▶ **Required action**: What lines in the data hold the string "tent"? Show them.

Collected data
[Start of section]

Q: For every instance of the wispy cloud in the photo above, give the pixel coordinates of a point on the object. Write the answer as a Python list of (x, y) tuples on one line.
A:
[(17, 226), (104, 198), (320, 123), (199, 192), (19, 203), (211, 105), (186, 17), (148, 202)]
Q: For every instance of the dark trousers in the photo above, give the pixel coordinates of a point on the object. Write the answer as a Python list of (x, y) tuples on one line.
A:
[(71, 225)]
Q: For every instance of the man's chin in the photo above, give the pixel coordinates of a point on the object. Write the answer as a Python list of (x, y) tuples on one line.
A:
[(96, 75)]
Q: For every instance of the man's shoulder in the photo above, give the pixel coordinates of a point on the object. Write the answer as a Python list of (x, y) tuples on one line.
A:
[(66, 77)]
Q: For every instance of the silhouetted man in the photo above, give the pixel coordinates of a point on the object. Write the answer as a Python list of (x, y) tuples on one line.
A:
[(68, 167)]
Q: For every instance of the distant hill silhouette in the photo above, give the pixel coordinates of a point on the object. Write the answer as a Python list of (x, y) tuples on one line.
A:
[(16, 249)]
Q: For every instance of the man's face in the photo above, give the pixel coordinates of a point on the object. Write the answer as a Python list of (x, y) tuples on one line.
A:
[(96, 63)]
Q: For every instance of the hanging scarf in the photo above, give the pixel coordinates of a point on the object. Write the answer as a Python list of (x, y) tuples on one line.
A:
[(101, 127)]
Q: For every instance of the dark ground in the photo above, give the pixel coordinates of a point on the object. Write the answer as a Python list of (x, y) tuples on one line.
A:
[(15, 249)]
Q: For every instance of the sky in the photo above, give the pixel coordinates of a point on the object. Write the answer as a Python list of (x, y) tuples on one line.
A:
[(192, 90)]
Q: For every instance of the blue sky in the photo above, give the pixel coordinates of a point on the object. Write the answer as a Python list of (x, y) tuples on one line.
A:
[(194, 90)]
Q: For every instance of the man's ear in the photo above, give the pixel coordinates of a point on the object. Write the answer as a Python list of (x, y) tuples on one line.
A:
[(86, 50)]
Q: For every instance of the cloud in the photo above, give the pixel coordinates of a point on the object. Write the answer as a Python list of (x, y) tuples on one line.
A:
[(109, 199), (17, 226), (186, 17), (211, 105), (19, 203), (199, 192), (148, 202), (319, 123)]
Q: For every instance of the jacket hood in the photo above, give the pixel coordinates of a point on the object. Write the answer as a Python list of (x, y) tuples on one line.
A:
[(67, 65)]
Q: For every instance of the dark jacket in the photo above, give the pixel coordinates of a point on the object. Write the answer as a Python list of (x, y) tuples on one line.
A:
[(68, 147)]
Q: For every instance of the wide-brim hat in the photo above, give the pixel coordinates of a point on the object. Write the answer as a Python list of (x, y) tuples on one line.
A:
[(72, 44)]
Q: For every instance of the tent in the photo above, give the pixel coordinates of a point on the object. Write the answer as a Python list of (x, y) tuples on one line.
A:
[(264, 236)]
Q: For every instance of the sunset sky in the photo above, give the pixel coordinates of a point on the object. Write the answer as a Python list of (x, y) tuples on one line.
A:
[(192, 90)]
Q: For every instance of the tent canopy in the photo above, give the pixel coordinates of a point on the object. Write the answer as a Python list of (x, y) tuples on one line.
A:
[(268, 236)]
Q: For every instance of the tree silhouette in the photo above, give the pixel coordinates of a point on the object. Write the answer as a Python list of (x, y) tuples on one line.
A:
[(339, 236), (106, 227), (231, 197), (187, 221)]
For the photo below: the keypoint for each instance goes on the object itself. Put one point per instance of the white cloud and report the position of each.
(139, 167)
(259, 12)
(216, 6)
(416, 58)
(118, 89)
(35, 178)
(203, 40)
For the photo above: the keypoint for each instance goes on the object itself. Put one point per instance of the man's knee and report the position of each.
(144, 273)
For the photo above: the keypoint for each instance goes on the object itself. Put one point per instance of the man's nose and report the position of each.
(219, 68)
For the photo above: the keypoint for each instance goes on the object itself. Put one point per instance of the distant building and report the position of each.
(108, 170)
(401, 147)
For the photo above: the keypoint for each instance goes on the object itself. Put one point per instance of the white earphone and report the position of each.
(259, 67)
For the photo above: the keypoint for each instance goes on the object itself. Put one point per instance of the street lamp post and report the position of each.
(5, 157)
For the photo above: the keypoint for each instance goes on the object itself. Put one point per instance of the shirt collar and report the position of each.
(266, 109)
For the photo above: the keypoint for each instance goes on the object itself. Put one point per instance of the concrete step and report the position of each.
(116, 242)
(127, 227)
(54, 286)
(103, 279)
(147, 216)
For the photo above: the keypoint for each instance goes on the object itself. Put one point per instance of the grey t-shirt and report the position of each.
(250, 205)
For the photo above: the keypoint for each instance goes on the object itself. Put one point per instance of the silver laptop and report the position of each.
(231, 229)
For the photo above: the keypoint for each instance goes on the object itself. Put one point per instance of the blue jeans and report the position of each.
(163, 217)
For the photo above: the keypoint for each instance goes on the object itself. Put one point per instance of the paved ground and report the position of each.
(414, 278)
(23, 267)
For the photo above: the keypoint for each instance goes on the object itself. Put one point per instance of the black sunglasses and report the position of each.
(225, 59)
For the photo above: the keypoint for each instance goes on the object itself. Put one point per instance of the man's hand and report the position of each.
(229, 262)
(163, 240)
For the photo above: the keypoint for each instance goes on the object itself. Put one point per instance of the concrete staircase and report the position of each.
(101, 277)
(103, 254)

[End of section]

▶ **Task output**:
Q: For every instance of the tent in the photo above, give the pixel coordinates of a point on the object. Write the answer as a Python list of (x, y) tuples on one line.
Q: For every instance of the tent canopy in the photo above, give the pixel coordinates of a point on the object. Write the answer as a Python list of (x, y) tuples on one line.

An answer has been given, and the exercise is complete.